*What the task requires*
Start at the line with "For each <instance>" in the records below, stop at the line with "317L250 376L329 487L489", and return every line in that span exactly, the two end lines included.

*Task data*
------------------------
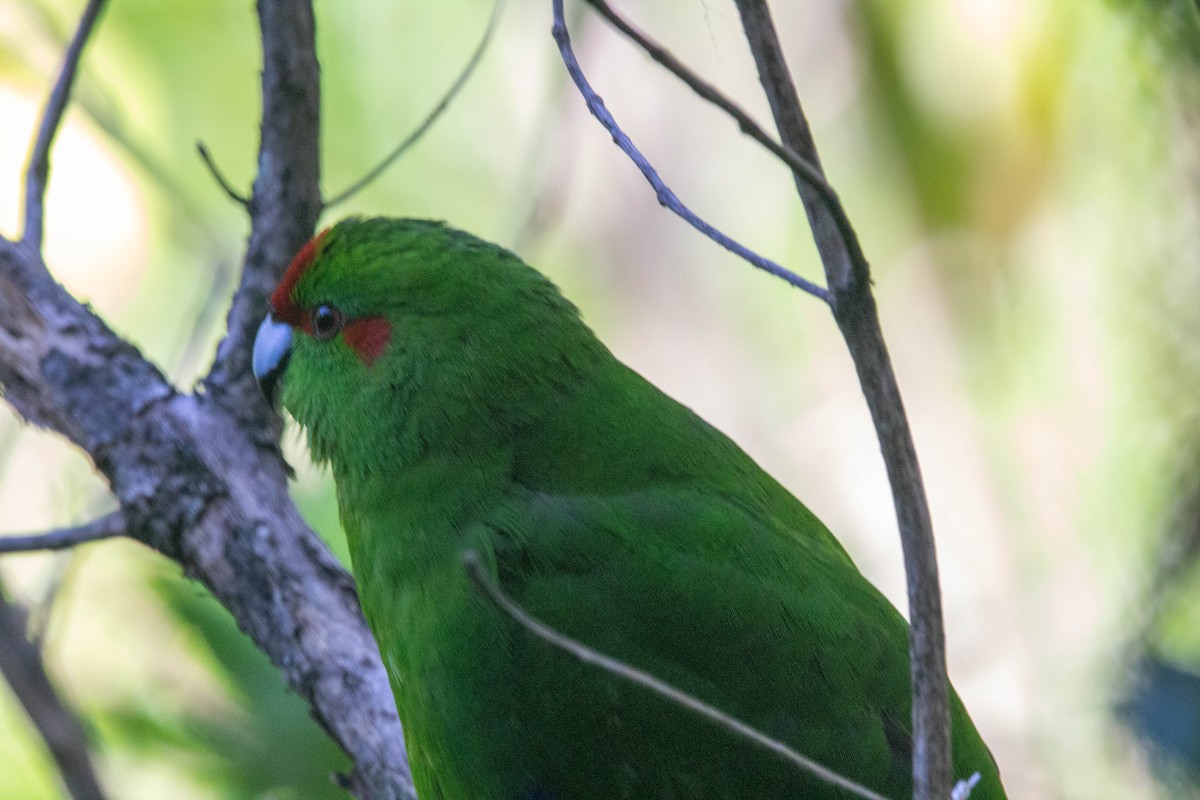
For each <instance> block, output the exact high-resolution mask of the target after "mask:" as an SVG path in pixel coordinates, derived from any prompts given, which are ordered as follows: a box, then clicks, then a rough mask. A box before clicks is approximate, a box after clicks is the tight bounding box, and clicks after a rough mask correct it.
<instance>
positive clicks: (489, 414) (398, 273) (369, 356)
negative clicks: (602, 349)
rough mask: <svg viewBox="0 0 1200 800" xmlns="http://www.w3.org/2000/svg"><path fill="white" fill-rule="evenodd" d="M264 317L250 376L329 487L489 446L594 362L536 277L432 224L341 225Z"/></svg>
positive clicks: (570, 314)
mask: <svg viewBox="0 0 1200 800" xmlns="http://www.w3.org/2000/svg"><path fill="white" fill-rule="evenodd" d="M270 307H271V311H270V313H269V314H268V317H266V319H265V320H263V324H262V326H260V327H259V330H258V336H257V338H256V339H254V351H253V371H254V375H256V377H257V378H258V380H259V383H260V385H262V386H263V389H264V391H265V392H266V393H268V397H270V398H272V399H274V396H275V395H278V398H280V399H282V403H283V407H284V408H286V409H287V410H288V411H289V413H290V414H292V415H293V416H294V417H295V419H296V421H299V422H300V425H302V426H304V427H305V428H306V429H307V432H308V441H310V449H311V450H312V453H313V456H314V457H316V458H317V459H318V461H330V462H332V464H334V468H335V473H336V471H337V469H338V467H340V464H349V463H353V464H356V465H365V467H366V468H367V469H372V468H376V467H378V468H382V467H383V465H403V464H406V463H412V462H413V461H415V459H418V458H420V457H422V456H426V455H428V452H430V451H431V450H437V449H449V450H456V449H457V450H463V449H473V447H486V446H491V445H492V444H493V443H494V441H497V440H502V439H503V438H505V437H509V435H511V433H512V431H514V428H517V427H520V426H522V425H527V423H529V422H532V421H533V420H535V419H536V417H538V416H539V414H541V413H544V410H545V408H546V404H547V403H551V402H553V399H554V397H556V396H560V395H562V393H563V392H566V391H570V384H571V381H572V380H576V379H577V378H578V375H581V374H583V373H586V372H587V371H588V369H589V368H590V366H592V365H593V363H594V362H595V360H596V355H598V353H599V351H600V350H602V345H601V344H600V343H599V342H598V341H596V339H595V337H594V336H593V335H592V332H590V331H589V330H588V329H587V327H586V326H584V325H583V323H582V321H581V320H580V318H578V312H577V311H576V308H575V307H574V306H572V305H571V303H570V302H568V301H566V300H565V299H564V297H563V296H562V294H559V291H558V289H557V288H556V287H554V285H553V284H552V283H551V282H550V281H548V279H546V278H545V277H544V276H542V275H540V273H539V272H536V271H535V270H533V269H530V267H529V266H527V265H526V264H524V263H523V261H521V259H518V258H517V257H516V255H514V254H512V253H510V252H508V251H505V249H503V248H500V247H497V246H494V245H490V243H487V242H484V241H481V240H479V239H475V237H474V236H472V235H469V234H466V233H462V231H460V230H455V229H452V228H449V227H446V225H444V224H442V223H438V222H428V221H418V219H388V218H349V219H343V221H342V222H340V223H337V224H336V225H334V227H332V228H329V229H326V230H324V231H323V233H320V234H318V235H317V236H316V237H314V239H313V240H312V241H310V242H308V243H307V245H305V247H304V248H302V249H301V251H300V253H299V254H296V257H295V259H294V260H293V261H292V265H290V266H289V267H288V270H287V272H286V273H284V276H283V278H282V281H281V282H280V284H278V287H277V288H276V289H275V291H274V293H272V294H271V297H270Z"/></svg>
------------------------
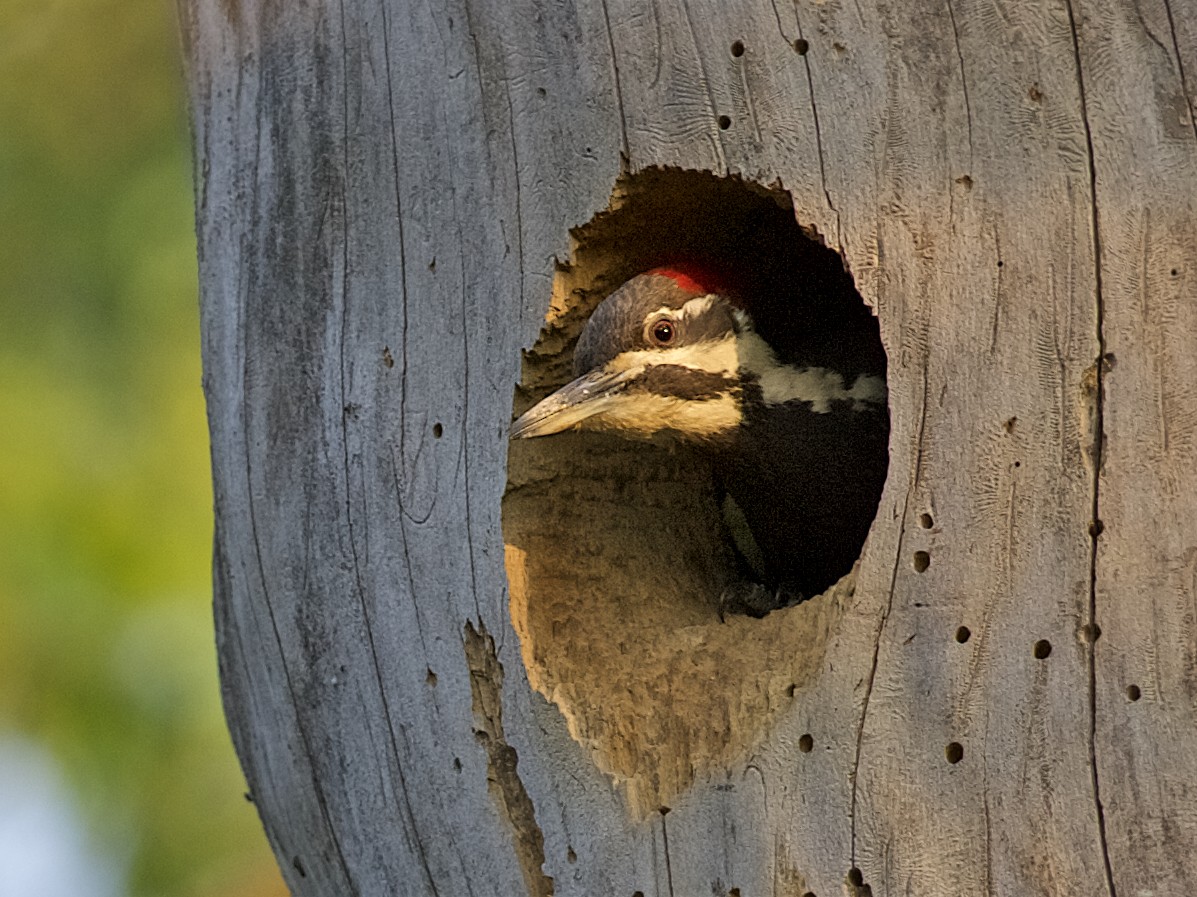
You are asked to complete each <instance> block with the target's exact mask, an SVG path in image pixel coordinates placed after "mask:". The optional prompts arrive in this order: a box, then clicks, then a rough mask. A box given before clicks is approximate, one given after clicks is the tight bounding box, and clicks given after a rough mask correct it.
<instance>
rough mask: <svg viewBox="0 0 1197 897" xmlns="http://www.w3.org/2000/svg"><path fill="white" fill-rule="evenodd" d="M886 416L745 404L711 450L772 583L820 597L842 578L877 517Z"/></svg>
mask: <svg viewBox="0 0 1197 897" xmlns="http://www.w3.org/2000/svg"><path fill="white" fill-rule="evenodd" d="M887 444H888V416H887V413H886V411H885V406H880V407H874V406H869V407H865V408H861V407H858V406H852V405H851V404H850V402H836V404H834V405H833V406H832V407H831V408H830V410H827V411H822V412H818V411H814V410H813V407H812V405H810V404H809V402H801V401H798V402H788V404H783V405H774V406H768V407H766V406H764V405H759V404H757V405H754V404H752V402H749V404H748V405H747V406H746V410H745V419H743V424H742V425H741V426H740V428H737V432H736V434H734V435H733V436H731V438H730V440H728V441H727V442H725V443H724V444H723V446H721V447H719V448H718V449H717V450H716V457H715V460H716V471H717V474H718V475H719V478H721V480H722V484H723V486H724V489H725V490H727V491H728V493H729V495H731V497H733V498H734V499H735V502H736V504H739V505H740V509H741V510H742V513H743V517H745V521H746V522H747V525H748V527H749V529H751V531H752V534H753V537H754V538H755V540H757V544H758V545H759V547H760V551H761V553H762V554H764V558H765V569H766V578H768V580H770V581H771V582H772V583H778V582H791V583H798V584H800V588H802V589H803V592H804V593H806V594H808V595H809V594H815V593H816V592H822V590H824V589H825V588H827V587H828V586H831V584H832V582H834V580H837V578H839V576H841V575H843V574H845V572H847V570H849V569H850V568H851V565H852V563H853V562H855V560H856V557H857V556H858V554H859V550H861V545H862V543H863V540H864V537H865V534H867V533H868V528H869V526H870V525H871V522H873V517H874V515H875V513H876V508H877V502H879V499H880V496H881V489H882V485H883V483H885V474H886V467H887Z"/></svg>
------------------------
*Response to this task*
For each <instance> block, output the exact high-resolution mask of the target after "mask:" as an SVG path in pixel coordinates, derived from any prompts given, which are ordered as follows: a box, then clicks, then a rough mask. A box before clicks is approximate, a box after clicks is the tight bounding box, and clicks after a rough mask correct it.
<instance>
positive clicks: (489, 414) (398, 273) (369, 356)
negative clicks: (602, 349)
rough mask: <svg viewBox="0 0 1200 800" xmlns="http://www.w3.org/2000/svg"><path fill="white" fill-rule="evenodd" d="M264 317L250 376L329 487L489 446L594 362L536 277L432 224L341 225Z"/></svg>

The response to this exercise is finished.